Records

[BEGIN]

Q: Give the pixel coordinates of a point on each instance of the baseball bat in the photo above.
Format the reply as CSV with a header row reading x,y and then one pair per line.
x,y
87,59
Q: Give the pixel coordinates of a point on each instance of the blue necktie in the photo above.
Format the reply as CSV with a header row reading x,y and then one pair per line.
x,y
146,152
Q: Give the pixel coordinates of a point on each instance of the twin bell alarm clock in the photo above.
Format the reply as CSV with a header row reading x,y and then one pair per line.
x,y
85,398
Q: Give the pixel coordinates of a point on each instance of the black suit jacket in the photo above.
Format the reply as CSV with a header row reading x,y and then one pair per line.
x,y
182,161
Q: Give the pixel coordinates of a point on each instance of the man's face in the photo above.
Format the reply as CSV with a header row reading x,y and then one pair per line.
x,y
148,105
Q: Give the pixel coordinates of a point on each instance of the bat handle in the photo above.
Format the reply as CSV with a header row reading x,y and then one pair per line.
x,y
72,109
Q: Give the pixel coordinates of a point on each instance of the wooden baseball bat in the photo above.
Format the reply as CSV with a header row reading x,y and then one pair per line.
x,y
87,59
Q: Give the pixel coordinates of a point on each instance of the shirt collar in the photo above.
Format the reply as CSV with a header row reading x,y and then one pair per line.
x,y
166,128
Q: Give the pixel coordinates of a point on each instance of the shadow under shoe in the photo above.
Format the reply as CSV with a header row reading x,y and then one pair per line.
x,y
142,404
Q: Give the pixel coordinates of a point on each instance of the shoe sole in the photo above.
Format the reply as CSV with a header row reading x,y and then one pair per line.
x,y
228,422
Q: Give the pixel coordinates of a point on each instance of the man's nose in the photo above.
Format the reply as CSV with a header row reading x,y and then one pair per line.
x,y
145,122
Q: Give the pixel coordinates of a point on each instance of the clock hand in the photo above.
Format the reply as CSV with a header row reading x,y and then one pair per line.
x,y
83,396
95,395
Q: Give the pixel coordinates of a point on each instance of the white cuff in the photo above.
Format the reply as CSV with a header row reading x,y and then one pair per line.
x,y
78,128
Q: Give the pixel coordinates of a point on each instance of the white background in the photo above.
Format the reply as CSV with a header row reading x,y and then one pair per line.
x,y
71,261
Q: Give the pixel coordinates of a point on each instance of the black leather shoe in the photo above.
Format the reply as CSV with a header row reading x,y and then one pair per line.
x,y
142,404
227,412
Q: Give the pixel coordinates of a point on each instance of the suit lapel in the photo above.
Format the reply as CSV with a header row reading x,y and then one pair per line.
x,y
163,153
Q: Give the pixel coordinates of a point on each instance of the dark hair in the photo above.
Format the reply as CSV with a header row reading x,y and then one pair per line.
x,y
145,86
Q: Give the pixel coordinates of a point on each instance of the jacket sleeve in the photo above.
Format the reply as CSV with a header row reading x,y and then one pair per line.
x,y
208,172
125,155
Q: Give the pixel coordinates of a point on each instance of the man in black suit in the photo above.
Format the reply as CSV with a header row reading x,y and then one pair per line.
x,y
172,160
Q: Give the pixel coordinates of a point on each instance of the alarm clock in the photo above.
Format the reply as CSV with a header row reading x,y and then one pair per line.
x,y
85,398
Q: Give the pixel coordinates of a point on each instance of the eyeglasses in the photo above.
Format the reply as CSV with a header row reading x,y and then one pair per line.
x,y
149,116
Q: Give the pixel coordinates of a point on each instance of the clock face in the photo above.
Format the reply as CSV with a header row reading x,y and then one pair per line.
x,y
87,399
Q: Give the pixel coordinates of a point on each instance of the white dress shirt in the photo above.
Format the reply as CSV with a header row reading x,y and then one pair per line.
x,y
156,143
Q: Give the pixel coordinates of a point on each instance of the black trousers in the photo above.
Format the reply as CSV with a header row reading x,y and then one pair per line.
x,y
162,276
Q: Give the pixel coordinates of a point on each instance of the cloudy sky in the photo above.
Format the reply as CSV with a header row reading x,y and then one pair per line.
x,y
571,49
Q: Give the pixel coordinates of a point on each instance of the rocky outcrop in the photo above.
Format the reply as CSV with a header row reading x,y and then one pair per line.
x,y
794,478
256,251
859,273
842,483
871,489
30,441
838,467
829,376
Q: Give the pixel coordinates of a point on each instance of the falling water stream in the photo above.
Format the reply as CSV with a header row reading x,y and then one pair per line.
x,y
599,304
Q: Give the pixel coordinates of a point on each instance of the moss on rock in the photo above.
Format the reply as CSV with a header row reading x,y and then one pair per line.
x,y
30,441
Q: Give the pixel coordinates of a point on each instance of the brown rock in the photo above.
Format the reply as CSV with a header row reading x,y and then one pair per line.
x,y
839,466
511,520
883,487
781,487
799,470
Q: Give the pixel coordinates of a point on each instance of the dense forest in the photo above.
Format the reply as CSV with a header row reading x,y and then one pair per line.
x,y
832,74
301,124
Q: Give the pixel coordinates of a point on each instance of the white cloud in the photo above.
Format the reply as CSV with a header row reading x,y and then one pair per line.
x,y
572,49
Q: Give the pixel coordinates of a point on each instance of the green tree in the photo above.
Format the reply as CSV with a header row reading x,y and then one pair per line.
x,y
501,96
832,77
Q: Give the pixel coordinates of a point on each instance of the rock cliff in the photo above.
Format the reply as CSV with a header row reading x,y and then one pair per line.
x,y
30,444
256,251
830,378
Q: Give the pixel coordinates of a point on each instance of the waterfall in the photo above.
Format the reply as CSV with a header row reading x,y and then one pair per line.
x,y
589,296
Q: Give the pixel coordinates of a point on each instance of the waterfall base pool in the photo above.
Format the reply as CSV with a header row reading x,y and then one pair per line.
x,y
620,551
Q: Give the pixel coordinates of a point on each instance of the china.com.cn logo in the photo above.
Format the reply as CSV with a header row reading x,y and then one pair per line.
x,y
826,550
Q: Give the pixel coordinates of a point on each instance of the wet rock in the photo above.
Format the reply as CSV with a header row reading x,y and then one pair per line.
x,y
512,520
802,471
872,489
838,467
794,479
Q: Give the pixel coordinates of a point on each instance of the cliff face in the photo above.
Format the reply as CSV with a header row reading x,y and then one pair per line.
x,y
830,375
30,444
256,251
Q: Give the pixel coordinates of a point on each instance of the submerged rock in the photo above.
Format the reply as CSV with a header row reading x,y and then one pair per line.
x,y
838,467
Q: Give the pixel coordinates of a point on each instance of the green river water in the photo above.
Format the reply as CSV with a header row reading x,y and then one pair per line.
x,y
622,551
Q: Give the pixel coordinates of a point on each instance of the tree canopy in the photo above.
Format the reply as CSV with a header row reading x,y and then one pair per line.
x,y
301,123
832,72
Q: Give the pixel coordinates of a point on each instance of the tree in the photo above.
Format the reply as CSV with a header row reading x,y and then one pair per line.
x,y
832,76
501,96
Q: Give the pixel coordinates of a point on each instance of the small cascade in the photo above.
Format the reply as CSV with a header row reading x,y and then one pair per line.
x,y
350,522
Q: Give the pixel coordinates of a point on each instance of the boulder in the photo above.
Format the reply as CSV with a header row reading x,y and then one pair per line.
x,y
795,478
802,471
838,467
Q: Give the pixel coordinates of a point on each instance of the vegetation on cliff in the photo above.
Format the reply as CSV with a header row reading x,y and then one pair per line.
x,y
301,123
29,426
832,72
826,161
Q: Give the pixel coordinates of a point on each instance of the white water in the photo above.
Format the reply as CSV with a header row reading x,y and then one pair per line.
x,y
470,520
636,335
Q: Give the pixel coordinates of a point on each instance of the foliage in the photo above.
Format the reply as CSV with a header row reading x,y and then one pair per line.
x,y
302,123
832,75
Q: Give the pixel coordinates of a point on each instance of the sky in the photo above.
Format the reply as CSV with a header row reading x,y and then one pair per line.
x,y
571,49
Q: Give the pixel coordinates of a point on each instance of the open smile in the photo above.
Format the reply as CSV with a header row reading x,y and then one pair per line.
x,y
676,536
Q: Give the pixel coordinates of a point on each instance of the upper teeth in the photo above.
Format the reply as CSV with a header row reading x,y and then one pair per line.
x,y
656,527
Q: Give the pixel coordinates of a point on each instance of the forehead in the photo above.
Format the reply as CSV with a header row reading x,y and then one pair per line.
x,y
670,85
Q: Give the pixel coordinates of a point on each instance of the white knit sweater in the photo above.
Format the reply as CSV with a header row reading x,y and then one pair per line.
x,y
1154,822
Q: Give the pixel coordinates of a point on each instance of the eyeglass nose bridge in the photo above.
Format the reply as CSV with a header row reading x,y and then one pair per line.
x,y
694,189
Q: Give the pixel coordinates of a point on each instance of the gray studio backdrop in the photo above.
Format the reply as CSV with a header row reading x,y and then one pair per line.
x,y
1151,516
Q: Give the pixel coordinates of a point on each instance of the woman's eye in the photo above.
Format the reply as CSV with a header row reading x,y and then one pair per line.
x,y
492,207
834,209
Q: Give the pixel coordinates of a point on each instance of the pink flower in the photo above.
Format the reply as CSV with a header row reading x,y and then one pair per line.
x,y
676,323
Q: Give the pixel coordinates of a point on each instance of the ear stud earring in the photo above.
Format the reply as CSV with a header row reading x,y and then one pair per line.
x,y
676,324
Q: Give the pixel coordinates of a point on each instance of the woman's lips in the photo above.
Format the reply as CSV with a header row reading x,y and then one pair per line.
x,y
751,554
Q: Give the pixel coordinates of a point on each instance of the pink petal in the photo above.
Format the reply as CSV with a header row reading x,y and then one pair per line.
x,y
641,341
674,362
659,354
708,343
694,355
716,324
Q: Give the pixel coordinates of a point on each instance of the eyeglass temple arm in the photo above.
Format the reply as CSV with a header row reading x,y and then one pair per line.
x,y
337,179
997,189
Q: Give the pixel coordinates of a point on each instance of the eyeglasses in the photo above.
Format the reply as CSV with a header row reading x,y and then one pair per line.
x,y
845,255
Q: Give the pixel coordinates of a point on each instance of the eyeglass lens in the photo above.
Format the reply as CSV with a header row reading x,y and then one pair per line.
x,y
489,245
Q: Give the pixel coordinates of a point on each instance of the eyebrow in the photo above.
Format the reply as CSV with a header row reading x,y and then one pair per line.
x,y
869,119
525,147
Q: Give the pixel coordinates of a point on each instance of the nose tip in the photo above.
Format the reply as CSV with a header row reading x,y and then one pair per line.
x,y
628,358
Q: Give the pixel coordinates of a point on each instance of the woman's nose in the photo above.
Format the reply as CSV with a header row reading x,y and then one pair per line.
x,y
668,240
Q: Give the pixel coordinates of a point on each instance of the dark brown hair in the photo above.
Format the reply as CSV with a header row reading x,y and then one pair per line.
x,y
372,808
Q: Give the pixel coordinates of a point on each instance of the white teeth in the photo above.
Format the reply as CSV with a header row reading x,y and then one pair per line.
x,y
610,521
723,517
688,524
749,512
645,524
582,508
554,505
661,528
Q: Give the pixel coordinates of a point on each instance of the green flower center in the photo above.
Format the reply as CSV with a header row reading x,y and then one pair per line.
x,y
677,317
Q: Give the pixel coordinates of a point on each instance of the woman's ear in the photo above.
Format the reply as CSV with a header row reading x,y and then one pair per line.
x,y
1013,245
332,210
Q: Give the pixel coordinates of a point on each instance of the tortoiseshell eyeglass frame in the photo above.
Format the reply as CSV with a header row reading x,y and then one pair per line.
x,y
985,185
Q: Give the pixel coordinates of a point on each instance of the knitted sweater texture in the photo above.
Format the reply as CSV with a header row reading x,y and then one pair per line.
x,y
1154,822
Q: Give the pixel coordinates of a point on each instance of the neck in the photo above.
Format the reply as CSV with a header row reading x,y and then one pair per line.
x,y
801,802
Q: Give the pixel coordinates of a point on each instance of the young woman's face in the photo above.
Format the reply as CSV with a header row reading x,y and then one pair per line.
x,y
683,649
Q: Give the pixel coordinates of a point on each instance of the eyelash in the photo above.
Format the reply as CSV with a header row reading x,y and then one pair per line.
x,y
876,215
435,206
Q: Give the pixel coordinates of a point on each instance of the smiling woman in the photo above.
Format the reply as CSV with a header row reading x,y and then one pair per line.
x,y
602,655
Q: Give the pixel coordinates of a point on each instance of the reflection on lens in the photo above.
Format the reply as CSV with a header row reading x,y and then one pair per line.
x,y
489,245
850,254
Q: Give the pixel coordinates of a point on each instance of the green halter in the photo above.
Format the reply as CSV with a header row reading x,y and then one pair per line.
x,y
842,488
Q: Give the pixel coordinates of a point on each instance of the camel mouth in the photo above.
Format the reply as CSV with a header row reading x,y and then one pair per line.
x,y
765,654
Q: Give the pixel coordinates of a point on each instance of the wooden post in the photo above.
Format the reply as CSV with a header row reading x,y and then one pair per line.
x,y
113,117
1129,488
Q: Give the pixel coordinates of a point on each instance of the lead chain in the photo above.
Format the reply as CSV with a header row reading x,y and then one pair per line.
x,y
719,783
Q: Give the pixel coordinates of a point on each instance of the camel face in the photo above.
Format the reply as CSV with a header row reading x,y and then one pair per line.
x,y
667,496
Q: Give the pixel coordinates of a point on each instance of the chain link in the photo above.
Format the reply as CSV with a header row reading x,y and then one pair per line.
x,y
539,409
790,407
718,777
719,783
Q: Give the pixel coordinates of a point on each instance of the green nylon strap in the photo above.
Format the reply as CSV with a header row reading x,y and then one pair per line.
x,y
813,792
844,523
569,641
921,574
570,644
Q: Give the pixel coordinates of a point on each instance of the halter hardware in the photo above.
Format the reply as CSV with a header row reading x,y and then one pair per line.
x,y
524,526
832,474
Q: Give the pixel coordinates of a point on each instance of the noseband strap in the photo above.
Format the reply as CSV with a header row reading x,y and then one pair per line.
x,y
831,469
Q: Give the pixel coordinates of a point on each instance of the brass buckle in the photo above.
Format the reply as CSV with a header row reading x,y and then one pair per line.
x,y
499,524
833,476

[END]

Stated exercise — Print again the material above, limited to the lines from the one holding "hardware in the photo above." through the last, inclusive.

Correct result —
Q: Give the pixel coordinates of a point on each instance of the halter hardware in the photo above.
Format the reply as CSV with a header row reading x,y and then one pair per line.
x,y
524,526
832,474
Q: Give the pixel coordinates of a point on each instance of the noseband strap in the photo above.
Format the reply as CSV with a header row reading x,y and then one pair per line.
x,y
831,469
Q: Give the pixel coordinates of a point on each instance of the brass buckle in the photo above.
Format the reply as CSV with a header row reading x,y and then one pair per line.
x,y
499,524
833,476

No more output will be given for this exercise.